Point annotation dataset records:
============================================================
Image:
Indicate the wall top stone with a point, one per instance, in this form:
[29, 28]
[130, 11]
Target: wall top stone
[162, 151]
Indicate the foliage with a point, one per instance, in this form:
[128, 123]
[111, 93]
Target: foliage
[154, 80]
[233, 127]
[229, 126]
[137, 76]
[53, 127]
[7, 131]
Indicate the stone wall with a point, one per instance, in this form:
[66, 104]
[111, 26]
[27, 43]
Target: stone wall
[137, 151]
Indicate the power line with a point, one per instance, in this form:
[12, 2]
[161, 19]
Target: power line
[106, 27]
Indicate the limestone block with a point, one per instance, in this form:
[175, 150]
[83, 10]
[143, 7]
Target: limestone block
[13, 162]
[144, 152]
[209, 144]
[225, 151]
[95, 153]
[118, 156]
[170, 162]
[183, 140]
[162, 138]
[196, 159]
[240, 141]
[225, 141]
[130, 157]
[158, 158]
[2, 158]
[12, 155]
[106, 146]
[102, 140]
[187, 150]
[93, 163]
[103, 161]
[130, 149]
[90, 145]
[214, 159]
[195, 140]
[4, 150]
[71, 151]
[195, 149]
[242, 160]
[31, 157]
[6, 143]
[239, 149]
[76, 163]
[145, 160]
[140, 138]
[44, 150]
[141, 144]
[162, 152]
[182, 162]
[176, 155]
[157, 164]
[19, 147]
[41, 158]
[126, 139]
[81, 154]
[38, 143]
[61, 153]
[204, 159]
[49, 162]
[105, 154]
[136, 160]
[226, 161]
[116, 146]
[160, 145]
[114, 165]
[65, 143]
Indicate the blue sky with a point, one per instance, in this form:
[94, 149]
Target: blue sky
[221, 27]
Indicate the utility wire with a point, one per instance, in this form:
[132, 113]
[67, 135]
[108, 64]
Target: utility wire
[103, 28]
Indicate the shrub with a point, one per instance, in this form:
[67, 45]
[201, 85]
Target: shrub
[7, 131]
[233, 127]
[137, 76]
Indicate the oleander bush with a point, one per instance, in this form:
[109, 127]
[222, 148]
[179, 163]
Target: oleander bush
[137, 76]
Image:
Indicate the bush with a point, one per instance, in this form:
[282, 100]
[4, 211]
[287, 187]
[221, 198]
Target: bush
============================================================
- _WHAT IS REQUIRED_:
Rewrite every item above, changing "limestone block" to "masonry block" wherever it occurs and leaving everything else unchanged.

- _EXERCISE ANSWER_:
Image:
Indicate the wall top stone with a point, one per instance, in this form:
[29, 28]
[130, 11]
Target: wall top stone
[162, 151]
Indicate the foliage with a point, one per instance, in this form:
[128, 123]
[111, 93]
Target: foliage
[154, 80]
[233, 127]
[229, 126]
[137, 76]
[53, 127]
[7, 131]
Indicate the stone wall with a point, one per instance, in this form:
[66, 104]
[111, 26]
[27, 43]
Target: stone wall
[137, 151]
Indicate the power line with a point, one per instance, in this form:
[12, 2]
[161, 19]
Target: power line
[106, 27]
Indicate the masonry block with a point, one per instance, in this form:
[175, 150]
[83, 10]
[143, 7]
Target: masonry block
[13, 162]
[144, 152]
[209, 144]
[225, 151]
[95, 153]
[118, 156]
[170, 162]
[183, 140]
[162, 138]
[196, 159]
[240, 141]
[225, 141]
[130, 157]
[158, 158]
[2, 158]
[12, 155]
[106, 146]
[102, 140]
[187, 150]
[93, 163]
[103, 161]
[130, 149]
[90, 145]
[214, 159]
[195, 140]
[4, 150]
[71, 151]
[195, 149]
[242, 160]
[31, 157]
[6, 143]
[239, 149]
[76, 163]
[145, 160]
[140, 138]
[44, 150]
[141, 144]
[162, 152]
[182, 162]
[176, 155]
[157, 164]
[19, 147]
[41, 158]
[126, 139]
[81, 154]
[38, 143]
[61, 153]
[204, 159]
[49, 162]
[105, 154]
[136, 160]
[226, 161]
[116, 146]
[160, 145]
[114, 165]
[65, 143]
Indicate the blue sky with a point, one per instance, in this form:
[94, 149]
Target: blue sky
[221, 27]
Indicate the utility wire with a point, one per instance, in this form:
[132, 113]
[67, 135]
[108, 64]
Target: utility wire
[103, 28]
Indicate the shrub with a point, one per instance, in this form:
[67, 45]
[201, 85]
Target: shrub
[7, 131]
[233, 127]
[137, 76]
Indicate the oleander bush with a point, one per instance, in this form:
[109, 127]
[222, 148]
[179, 163]
Target: oleander bush
[137, 76]
Image:
Indicate the bush with a point, one per instance, in this form:
[282, 100]
[4, 211]
[287, 187]
[221, 198]
Target: bush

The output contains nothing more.